Aim:
Write out the records below word for word, leaving out the pictures.

+--

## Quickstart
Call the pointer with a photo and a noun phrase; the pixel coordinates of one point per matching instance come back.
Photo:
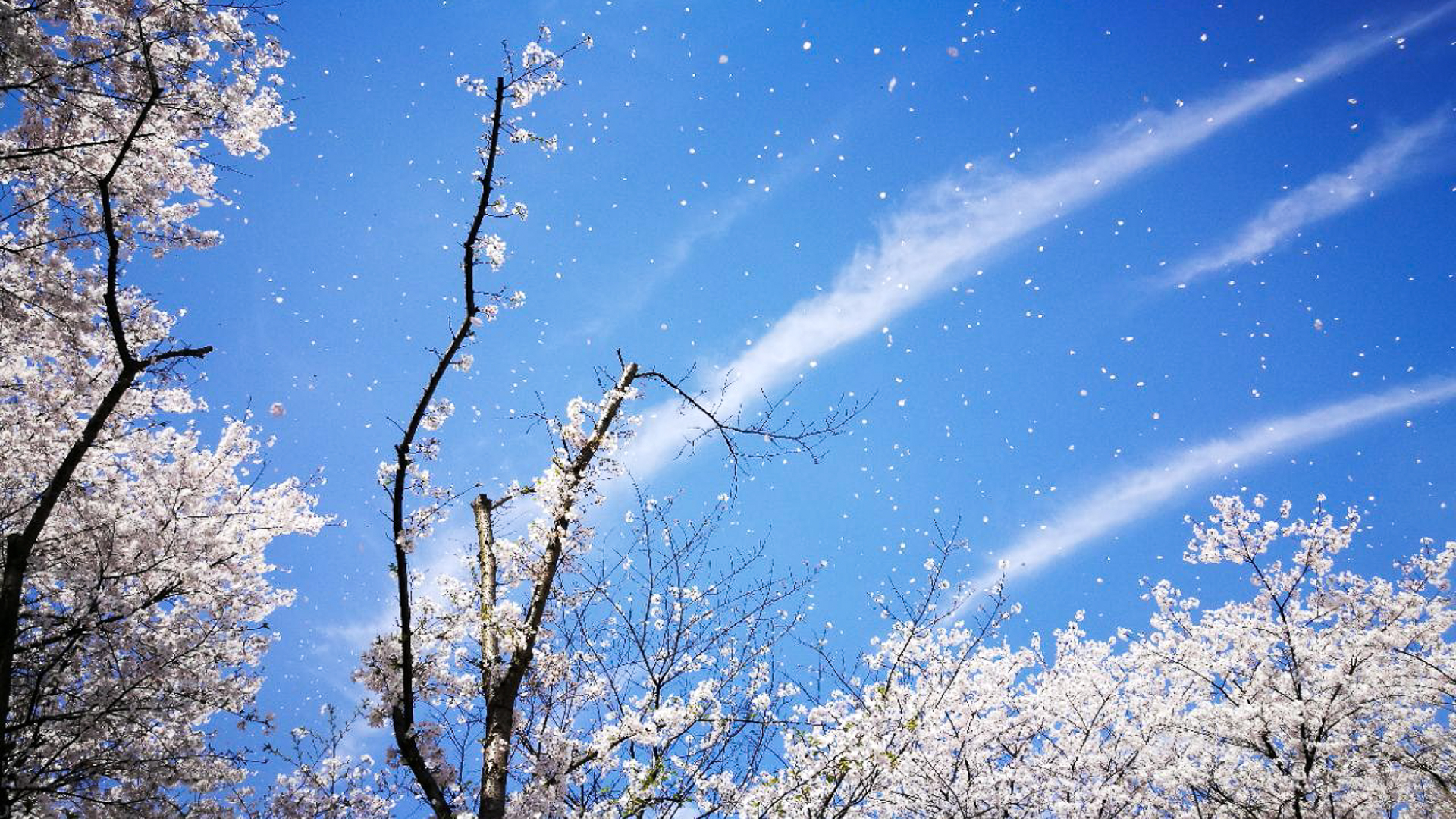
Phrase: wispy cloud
(956, 222)
(1139, 493)
(1321, 199)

+--

Result for this task:
## Quickstart
Call the pointer with a photo and a noun phrase; the pixel coordinates of one point per matching instance come back.
Photo:
Phrase: wispy cloud
(956, 222)
(1139, 493)
(1321, 199)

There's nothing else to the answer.